**Brief**
Go through the listing and set it down exactly, leaving out its pictures.

:: Data to use ::

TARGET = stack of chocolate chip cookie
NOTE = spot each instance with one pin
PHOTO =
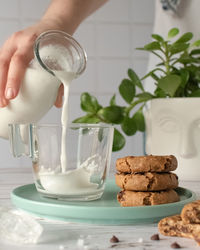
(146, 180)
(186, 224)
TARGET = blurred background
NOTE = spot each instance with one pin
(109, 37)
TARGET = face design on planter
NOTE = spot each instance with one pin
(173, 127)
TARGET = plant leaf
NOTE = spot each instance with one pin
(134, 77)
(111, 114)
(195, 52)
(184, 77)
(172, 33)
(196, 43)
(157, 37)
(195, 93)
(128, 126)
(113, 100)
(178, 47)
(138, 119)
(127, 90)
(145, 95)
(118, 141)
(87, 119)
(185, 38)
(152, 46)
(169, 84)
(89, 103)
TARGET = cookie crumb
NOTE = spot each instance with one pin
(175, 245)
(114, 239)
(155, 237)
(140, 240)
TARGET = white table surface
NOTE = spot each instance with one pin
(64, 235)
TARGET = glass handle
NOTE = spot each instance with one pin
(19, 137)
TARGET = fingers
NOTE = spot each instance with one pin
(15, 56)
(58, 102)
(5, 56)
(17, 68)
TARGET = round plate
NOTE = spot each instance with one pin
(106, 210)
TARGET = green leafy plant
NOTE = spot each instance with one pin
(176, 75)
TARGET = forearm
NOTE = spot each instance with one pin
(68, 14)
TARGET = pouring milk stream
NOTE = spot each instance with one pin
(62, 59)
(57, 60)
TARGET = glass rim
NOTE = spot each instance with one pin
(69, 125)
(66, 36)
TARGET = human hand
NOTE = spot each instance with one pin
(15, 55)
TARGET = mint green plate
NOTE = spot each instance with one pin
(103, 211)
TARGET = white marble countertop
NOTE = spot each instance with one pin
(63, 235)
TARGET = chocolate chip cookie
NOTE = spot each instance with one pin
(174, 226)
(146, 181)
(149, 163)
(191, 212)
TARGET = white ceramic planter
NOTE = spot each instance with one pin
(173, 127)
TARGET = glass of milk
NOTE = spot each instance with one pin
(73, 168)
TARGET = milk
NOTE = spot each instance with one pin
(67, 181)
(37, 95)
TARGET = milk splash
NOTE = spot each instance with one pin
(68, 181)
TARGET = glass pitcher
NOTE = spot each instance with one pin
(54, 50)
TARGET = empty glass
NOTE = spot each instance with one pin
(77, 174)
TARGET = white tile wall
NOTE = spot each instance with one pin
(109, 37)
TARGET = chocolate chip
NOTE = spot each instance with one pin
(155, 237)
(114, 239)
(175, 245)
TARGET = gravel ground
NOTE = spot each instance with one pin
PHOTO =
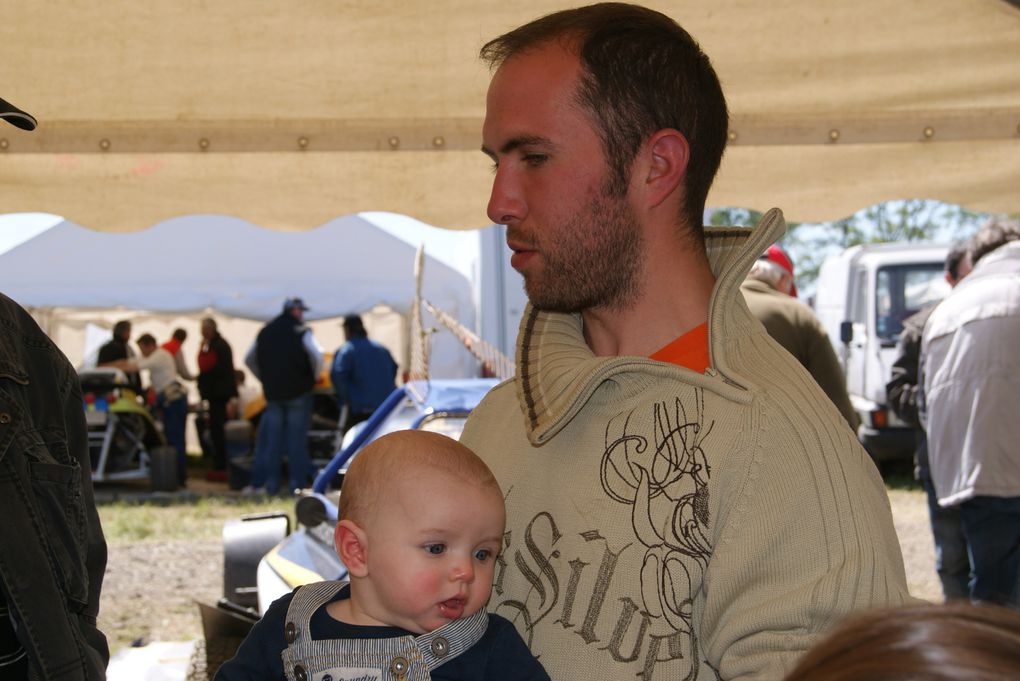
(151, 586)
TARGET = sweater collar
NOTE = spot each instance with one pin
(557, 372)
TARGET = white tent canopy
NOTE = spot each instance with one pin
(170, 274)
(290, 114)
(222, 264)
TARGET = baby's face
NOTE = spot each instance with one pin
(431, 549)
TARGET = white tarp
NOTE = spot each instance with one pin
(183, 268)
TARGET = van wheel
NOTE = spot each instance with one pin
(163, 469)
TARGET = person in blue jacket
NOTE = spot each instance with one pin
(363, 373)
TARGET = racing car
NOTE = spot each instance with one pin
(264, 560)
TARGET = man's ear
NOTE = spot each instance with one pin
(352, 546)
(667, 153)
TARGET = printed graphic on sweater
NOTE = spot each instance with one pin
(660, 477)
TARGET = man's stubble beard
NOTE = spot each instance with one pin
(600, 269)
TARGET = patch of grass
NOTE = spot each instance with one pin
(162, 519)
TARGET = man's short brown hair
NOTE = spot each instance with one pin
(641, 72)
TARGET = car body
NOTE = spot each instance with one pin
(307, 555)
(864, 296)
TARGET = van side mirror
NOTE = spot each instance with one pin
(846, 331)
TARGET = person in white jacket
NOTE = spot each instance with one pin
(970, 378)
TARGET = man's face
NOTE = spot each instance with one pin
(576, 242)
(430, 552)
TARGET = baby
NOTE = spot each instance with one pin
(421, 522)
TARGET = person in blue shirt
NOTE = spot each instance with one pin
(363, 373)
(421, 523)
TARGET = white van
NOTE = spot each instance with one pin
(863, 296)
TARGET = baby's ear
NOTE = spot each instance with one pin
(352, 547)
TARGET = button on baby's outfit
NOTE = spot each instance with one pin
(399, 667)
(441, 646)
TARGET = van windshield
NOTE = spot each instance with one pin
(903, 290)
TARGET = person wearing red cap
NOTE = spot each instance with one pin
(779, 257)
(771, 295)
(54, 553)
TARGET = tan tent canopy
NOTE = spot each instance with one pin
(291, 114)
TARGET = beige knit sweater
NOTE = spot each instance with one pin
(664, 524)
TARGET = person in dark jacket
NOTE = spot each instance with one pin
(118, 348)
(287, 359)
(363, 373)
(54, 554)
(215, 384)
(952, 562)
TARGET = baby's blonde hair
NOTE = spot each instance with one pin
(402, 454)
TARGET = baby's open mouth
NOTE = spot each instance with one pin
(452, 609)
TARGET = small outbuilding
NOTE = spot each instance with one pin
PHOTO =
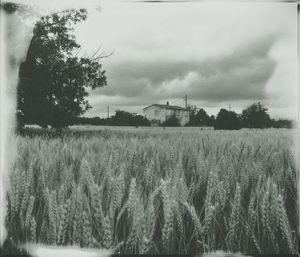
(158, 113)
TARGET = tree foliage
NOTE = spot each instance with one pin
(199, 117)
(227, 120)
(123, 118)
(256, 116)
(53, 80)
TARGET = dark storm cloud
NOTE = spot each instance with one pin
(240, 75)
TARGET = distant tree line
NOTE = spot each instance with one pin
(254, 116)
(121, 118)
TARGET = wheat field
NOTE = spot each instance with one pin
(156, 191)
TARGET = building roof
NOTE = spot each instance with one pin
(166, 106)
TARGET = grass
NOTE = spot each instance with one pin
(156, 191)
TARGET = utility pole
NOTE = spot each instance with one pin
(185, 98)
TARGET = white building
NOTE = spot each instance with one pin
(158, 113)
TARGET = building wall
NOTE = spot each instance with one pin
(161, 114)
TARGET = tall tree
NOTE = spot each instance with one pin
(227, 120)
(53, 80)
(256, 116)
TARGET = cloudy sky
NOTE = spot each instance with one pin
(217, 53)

:::

**Answer to the exercise**
TARGET = stack of chocolate chip cookie
NOTE = spot each instance with one pin
PHOTO =
(146, 180)
(186, 224)
TARGET = blurred background
NOTE = spot each instance with one pin
(109, 37)
TARGET = face design on planter
NOTE = spot each instance with one pin
(173, 127)
TARGET = plant leaf
NOTE = spot each instance with one pin
(134, 77)
(111, 114)
(195, 52)
(184, 77)
(172, 33)
(196, 43)
(157, 37)
(195, 93)
(128, 126)
(113, 100)
(178, 47)
(138, 119)
(127, 90)
(145, 95)
(118, 141)
(87, 119)
(185, 38)
(152, 46)
(169, 84)
(89, 103)
TARGET = cookie crumb
NOTE = spot each instance with one pin
(175, 245)
(114, 239)
(155, 237)
(140, 240)
TARGET = white table surface
NOTE = spot each instance with one pin
(64, 235)
TARGET = glass handle
NOTE = spot each instance with one pin
(19, 137)
TARGET = fingers
NOTE = spot each instance with one pin
(15, 56)
(58, 102)
(5, 56)
(17, 68)
TARGET = round plate
NOTE = spot each instance with one pin
(106, 210)
TARGET = green leafy plant
NOTE = spot each instance with one pin
(176, 75)
TARGET = forearm
NOTE = spot each instance with one pin
(68, 14)
TARGET = pouring milk stream
NOTE = spot each instance with one pin
(62, 59)
(57, 60)
TARGET = glass rim
NOTE = spot each instance with one pin
(69, 125)
(66, 36)
TARGET = human hand
NOTE = spot each instance with one pin
(15, 55)
TARGET = mint green plate
NOTE = spot each instance with one pin
(103, 211)
TARGET = white marble countertop
NOTE = spot each instance with one pin
(63, 235)
TARGET = chocolate chip cookie
NOTE = spot each instance with one pin
(174, 226)
(146, 181)
(149, 163)
(191, 212)
TARGET = white ceramic planter
NOTE = spot each instance with one pin
(173, 127)
TARGET = glass of milk
NOTE = spot each instance with one pin
(73, 168)
TARGET = milk
NOTE = spot each instance with one pin
(67, 181)
(37, 95)
TARGET = milk splash
NOTE = spot each instance with one pin
(68, 181)
TARGET = glass pitcher
NOTE = spot each instance with one pin
(54, 50)
TARGET = empty glass
NOTE = spot each instance with one pin
(77, 174)
TARGET = white tile wall
NOTE = spot each instance with one pin
(109, 37)
TARGET = chocolate chip
NOTE = spot each instance with one pin
(155, 237)
(114, 239)
(175, 245)
TARGET = gravel ground
NOTE = spot each instance with one pin
PHOTO =
(151, 586)
TARGET = sweater collar
NOTE = spot each instance with one pin
(557, 372)
TARGET = white tent canopy
NOTE = spot each instance with one pin
(170, 274)
(290, 114)
(222, 264)
TARGET = baby's face
NOTE = spot each instance with one pin
(431, 549)
TARGET = white tarp
NOTE = spot each instance with one pin
(183, 268)
TARGET = van wheel
NOTE = spot each instance with one pin
(163, 469)
TARGET = person in blue jacket
NOTE = spot each instance with one pin
(363, 373)
TARGET = racing car
NOTE = spot each instance with one pin
(264, 560)
TARGET = man's ear
NOTE = spot each instance with one pin
(352, 546)
(667, 153)
TARGET = printed graphic on sweater
NOTE = spot each instance with one pin
(660, 477)
TARGET = man's stubble beard
NOTE = spot each instance with one pin
(600, 269)
TARGET = patch of grass
NOTE = spot each instance with one pin
(162, 519)
TARGET = man's short brown hair
NOTE = spot each instance with one pin
(641, 72)
TARGET = car body
NOTE = spot each instance with one pin
(307, 555)
(864, 296)
TARGET = van side mirror
NOTE = spot each instance with one pin
(846, 331)
TARGET = person in white jacket
NOTE = spot each instance with one pin
(970, 378)
TARGET = man's face
NOTE = spot each instance with one pin
(576, 242)
(430, 552)
TARGET = baby
NOTE = spot each instance with one pin
(421, 522)
TARGET = person in blue shirt
NOTE = spot each instance with one pin
(363, 373)
(421, 523)
TARGET = white van
NOTE = spot each instance with one pin
(863, 296)
TARGET = baby's ear
NOTE = spot each instance with one pin
(352, 547)
TARGET = button on baby's outfit
NOTE = spot each instance with one pin
(399, 667)
(441, 646)
TARGET = van windshield
NOTE = spot each instance with one pin
(903, 290)
TARGET = person wearing red cap
NOTE = spot each instance with one pin
(779, 257)
(771, 295)
(54, 553)
TARGET = tan tent canopy
NOTE = spot each instance with one pin
(291, 114)
TARGET = beige knit sweater
NOTE = spot each instance with one pin
(664, 524)
TARGET = person in dark jacket
NOTE = spot each instance with one pin
(118, 348)
(287, 359)
(363, 373)
(54, 554)
(215, 384)
(952, 562)
TARGET = baby's blonde hair
NOTE = spot each instance with one pin
(402, 454)
TARGET = baby's open mouth
NOTE = spot each instance with one pin
(452, 609)
TARGET = small outbuilding
NOTE = spot each instance with one pin
PHOTO =
(158, 113)
TARGET = tree foliage
NOTE = spot each instance with one pin
(199, 117)
(227, 120)
(123, 118)
(256, 116)
(53, 80)
TARGET = dark storm cloud
NOTE = spot each instance with one pin
(240, 75)
TARGET = distant tree line
NOTE = spot each instance with one pin
(254, 116)
(121, 118)
TARGET = wheat field
NOTE = spot each instance with one pin
(156, 191)
TARGET = building roof
NOTE = spot each instance with one pin
(166, 106)
TARGET = grass
NOTE = spot each instance with one pin
(156, 191)
TARGET = utility pole
NOTE = spot each instance with one pin
(185, 98)
TARGET = white building
NOTE = spot each instance with one pin
(158, 113)
TARGET = building wall
NOTE = spot each instance with one pin
(161, 114)
TARGET = tall tree
NOTE = spot each instance with one pin
(227, 120)
(53, 80)
(256, 116)
TARGET = cloudy sky
NOTE = spot each instance with one pin
(217, 53)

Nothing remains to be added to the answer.